Task description >> Using the material below, write out every entry exactly.

+---+

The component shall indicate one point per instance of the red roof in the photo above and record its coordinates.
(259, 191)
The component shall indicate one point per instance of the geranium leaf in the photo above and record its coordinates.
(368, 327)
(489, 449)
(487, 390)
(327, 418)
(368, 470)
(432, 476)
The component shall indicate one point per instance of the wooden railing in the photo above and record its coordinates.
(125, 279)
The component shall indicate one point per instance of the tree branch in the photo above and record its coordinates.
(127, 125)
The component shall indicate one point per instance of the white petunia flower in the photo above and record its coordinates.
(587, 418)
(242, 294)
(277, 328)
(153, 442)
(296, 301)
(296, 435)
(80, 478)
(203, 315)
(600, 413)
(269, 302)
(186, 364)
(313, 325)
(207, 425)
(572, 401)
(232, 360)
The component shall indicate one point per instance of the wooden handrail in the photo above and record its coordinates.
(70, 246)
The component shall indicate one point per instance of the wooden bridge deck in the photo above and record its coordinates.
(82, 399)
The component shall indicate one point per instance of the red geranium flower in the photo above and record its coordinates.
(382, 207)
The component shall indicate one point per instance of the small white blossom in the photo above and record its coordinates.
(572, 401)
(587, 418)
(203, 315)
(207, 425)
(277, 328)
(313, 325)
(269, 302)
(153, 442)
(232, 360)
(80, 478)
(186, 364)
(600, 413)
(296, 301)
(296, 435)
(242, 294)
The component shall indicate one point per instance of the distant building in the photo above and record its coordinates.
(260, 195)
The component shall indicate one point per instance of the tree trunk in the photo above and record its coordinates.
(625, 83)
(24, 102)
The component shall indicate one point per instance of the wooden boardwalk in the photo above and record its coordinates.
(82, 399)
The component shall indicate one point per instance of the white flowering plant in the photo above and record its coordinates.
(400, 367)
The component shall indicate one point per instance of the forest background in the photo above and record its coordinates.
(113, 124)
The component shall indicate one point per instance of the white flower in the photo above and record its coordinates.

+---+

Solution to this problem >>
The component shall indicate one point per instance of the red roof in the photo above and record its coordinates.
(259, 191)
The component shall indicate one point per instance of the geranium leaf in the photo above and record its coordinates.
(368, 327)
(489, 449)
(487, 390)
(327, 418)
(368, 470)
(432, 476)
The component shall indicate one point per instance of the wooden railing in the photo above and record its coordinates.
(125, 279)
The component shall indicate one point per instance of the tree branch in the photo above and record its coordinates.
(127, 125)
The component shall indicate one point per instance of the white petunia flower in the photo above and record its coordinates.
(587, 418)
(242, 294)
(277, 328)
(153, 442)
(296, 301)
(296, 435)
(80, 478)
(203, 315)
(600, 413)
(269, 302)
(186, 364)
(313, 325)
(207, 425)
(572, 401)
(232, 360)
The component shall indicate one point per instance of the wooden handrail in the photo above and record its coordinates.
(70, 246)
The component shall indicate one point per instance of the wooden bridge deck in the photo above and record its coordinates.
(82, 399)
The component shall indicate one point per instance of the red geranium flower in the photo above and record its coordinates.
(382, 207)
The component shall indicate one point per instance of the small white blossom in the photo above and record its coordinates.
(572, 401)
(587, 418)
(203, 315)
(207, 425)
(277, 328)
(313, 325)
(269, 302)
(153, 442)
(232, 360)
(80, 478)
(186, 364)
(600, 413)
(296, 301)
(296, 435)
(242, 294)
The component shall indicate one point per instance of the distant building in the photo above and record its coordinates.
(260, 195)
The component shall indicate one point per instance of the tree trunk in the photo above and record its coordinates.
(625, 83)
(24, 102)
The component shall indicate one point per instance of the wooden boardwalk in the photo above and record its coordinates.
(82, 399)
The component shall indicate one point per instance of the white flowering plant in the photo above and record its coordinates.
(400, 367)
The component shall indicate one point per instance of the forest background in the photo above and record its coordinates.
(113, 124)
The component shall indicate one point per instance of the white flower in the photo above and record its coordinates.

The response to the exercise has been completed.